**Records for the task**
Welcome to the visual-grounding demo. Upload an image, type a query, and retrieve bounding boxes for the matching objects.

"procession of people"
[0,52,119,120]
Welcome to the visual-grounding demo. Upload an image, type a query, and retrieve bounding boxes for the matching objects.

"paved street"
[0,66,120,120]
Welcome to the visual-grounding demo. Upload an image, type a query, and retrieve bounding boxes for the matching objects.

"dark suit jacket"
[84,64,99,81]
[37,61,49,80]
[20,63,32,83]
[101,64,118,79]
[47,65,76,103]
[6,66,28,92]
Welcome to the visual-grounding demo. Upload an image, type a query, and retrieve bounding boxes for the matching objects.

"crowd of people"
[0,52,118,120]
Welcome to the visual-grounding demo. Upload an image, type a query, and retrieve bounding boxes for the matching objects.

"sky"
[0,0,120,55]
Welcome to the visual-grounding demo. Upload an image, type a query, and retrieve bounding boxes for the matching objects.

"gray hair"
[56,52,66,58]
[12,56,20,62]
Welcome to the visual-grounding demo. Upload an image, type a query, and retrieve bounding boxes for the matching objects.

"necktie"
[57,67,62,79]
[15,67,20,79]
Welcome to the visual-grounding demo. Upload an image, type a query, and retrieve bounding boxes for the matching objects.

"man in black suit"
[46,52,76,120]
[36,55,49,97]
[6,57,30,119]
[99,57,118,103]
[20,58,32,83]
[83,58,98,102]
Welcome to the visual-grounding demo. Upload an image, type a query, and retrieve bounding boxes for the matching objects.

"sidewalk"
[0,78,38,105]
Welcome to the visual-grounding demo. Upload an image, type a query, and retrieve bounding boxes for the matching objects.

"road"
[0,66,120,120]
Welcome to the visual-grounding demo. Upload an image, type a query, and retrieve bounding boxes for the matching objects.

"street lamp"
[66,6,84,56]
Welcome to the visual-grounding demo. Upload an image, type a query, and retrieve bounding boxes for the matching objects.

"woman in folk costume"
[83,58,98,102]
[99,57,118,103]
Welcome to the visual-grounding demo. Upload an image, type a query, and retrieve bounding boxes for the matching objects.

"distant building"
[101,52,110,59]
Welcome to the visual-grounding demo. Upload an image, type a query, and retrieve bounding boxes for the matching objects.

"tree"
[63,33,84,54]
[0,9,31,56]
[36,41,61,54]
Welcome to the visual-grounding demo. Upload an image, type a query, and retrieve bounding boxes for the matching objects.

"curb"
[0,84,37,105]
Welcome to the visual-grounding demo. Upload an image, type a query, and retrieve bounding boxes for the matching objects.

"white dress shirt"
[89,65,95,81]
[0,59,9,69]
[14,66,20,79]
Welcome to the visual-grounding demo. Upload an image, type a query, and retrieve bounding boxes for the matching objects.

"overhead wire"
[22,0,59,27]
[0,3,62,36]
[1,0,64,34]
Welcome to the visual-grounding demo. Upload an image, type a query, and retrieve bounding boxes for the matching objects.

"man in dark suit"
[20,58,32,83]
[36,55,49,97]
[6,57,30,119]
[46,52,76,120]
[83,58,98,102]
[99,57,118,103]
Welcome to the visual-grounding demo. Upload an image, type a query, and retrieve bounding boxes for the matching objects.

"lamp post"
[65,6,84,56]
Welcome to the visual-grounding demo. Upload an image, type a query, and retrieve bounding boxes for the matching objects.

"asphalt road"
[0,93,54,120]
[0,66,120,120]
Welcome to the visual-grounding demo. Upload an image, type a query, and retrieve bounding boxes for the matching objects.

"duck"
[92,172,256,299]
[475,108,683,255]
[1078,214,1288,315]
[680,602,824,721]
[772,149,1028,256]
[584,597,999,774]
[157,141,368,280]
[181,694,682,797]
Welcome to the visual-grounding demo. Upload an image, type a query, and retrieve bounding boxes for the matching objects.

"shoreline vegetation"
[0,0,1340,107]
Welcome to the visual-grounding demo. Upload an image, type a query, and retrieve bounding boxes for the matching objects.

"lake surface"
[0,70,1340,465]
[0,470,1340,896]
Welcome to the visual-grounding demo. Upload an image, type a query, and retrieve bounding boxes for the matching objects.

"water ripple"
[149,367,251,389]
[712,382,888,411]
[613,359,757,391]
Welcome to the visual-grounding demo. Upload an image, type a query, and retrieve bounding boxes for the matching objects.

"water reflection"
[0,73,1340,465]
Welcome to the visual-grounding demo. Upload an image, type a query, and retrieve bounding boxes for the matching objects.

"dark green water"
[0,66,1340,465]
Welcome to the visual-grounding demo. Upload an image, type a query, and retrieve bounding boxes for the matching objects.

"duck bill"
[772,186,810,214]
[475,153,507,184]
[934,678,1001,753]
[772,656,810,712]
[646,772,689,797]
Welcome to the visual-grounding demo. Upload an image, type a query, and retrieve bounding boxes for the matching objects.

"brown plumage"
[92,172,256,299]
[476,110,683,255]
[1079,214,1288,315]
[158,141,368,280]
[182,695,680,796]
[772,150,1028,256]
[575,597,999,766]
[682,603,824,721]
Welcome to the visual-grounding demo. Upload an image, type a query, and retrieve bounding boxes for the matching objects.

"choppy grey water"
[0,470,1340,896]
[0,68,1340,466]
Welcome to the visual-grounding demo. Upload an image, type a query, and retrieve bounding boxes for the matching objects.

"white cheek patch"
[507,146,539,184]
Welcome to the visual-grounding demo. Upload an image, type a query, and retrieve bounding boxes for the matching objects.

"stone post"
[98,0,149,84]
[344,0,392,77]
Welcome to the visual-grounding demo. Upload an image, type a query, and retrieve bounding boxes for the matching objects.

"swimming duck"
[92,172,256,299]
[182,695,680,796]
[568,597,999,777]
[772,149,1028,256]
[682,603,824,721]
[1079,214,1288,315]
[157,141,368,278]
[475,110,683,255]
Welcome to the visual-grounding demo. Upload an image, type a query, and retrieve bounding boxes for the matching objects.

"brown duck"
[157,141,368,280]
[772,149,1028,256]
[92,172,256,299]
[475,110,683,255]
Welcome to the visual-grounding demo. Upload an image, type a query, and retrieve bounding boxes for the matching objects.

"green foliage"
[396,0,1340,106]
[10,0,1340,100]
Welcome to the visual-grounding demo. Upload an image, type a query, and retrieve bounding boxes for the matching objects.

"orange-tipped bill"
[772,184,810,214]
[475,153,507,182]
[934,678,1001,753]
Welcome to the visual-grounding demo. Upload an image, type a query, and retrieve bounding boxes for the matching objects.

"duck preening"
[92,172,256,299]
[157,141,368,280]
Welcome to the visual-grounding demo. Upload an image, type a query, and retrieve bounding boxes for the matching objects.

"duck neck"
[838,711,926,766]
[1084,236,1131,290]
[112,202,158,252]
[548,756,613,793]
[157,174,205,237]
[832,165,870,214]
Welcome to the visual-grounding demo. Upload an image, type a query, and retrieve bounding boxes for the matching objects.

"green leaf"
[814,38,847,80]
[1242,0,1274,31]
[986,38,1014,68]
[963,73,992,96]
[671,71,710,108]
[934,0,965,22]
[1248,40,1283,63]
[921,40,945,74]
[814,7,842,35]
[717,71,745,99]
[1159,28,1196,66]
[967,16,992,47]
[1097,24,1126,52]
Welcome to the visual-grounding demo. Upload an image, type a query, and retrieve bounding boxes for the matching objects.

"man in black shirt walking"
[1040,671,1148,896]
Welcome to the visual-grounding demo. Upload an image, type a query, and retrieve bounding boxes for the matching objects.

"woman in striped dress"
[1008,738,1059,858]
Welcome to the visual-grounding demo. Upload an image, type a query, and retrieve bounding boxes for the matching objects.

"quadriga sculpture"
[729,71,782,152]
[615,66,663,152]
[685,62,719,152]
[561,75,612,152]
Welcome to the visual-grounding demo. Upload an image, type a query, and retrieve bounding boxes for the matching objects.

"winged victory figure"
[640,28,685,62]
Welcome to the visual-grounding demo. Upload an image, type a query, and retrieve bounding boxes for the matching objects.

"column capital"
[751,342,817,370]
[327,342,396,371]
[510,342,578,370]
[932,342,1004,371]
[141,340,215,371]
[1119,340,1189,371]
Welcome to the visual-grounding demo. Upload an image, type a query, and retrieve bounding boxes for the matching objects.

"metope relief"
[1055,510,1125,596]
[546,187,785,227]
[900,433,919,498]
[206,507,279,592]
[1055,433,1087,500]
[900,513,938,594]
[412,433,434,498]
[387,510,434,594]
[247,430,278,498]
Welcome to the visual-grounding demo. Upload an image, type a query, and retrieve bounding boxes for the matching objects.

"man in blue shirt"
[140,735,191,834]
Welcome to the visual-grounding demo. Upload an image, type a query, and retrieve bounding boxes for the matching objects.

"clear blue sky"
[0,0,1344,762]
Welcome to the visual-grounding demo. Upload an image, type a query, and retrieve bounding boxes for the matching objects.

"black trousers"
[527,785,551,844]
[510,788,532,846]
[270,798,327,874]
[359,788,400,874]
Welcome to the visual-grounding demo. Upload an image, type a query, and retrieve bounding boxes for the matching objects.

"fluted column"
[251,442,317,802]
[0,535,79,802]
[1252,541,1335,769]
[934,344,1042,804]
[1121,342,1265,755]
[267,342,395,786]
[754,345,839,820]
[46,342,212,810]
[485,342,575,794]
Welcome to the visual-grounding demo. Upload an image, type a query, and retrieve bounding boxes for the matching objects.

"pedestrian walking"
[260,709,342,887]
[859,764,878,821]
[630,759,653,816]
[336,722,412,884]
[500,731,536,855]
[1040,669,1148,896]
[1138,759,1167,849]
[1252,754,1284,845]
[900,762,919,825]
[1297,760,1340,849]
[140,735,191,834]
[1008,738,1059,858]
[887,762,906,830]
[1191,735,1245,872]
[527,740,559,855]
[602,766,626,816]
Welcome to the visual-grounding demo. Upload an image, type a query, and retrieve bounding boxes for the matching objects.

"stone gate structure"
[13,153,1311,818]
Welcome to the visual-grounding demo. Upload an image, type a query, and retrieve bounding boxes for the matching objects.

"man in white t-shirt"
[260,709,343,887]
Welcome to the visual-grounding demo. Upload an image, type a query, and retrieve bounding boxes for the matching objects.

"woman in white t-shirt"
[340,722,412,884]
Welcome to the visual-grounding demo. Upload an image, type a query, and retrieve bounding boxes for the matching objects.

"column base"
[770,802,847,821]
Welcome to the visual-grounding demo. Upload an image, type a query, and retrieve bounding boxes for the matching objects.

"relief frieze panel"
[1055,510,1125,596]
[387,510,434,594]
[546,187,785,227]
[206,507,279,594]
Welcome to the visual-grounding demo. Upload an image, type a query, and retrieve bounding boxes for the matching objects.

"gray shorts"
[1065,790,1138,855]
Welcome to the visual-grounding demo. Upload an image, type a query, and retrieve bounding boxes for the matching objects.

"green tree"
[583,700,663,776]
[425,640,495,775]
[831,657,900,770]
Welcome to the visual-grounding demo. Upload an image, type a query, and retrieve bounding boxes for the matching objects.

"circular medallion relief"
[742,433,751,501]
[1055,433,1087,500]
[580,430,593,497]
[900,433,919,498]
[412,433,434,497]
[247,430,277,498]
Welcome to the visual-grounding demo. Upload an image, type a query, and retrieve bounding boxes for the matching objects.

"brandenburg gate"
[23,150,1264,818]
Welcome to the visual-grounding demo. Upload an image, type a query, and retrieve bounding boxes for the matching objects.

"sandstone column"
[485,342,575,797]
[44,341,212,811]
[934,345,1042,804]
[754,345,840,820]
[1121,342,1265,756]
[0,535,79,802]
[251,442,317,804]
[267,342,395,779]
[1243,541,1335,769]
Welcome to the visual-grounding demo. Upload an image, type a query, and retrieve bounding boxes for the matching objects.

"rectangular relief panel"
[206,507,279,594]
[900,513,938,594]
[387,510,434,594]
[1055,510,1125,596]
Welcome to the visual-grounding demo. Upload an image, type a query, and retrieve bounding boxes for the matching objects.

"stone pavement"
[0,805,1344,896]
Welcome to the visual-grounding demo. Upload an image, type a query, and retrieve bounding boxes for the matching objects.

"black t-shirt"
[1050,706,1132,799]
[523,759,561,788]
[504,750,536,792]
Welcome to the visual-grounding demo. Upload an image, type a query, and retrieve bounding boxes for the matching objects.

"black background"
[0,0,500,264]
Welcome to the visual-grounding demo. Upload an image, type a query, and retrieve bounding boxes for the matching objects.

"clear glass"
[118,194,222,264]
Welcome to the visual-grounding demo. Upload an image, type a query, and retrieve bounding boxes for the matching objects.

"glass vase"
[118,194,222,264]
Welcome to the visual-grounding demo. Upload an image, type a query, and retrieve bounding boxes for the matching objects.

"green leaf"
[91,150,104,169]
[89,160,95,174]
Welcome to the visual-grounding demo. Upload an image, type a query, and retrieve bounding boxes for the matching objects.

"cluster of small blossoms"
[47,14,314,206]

**The problem**
Rewrite the lines from the beginning of the entries through the line containing "[12,56,20,62]" as a numbered list, omitting any blank lines.

**Answer in full**
1. Welcome to the visual-grounding demo. Upload an image, type a query, and retrieve bounding boxes for the matching objects.
2. "procession of people"
3. [0,52,119,120]
4. Welcome to the visual-grounding demo. Upload an image, type a query, and retrieve bounding boxes for the matching objects.
5. "paved street"
6. [0,66,120,120]
7. Welcome to the visual-grounding demo. Upload an image, type a query, and retrieve bounding boxes for the matching objects.
8. "dark suit jacket"
9. [84,64,99,81]
10. [37,61,49,80]
11. [20,63,32,83]
12. [101,64,118,79]
13. [47,65,76,103]
14. [6,66,28,92]
15. Welcome to the visual-grounding demo. Upload an image, type a query, and retrieve bounding boxes for the matching objects.
16. "crowd of people"
17. [0,52,118,120]
18. Welcome to the visual-grounding demo. Upload an image, type a query, and retrieve bounding boxes for the matching objects.
19. "sky"
20. [0,0,120,55]
21. Welcome to the visual-grounding demo. Upload an image, type a query, and retrieve bounding boxes for the matching objects.
22. "gray hair"
23. [56,52,66,58]
24. [12,56,20,62]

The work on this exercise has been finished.